• Testo proposto:
-----

01 Lug Sonnambulismo: cinque cose da sapere
Il sonnambulismo è un disturbo del sonno frequente soprattutto in età pediatrica, caratterizzato da comportamenti che la persona compie con modalità simili alla veglia, ma senza conservarne memoria al mattino. Riassumiamo in cinque punti le sue caratteristiche principali.
1) È caratterizzato da comportamenti indesiderati durante il sonno profondo
Questo fenomeno insorge durante uno stadio specifico del sonno profondo, detto “a onde lente”: da recenti studi, sembra che si verifichi una desincronizzazione tra alcune aree del cervello, alcune delle quali risultano addormentate, mentre altre agiscono come da sveglie. La causa è ignota, ma giocano un ruolo fattori ambientali (come lo stress psicofisico) e genetici (spesso i casi si ripetono all’interno della stessa famiglia). È una condizione piuttosto diffusa, prevalente in età infantile e tendente a scomparire durante l’adolescenza: si stima che ne sia colpito fino al 15% dei bambini e il 2-4% degli adulti.

-----

• Voci del dataset:
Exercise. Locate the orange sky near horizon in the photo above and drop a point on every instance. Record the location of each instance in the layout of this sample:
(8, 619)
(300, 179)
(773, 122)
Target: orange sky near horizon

-----

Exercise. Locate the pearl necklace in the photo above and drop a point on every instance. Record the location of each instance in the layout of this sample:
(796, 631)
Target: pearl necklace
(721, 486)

-----

• Attività da svolgere:
1 – Nel testo sul sonnambulismo, quale percentuale degli adulti si stima ne sia colpita?
2 – Sostituisci "desincronizzazione" con "discordanza" nel tratto del testo sul sonnambulismo che va da "1) È caratterizzato" fino a "2-4% degli adulti.", e riscrivilo.

• Esercizio svolto:
1 – Si stima che ne sia colpito il 2-4% degli adulti.

2 –
1) È caratterizzato da comportamenti indesiderati durante il sonno profondo
Questo fenomeno insorge durante uno stadio specifico del sonno profondo, detto “a onde lente”: da recenti studi, sembra che si verifichi una discordanza tra alcune aree del cervello, alcune delle quali risultano addormentate, mentre altre agiscono come da sveglie. La causa è ignota, ma giocano un ruolo fattori ambientali (come lo stress psicofisico) e genetici (spesso i casi si ripetono all’interno della stessa famiglia). È una condizione piuttosto diffusa, prevalente in età infantile e tendente a scomparire durante l’adolescenza: si stima che ne sia colpito fino al 15% dei bambini e il 2-4% degli adulti.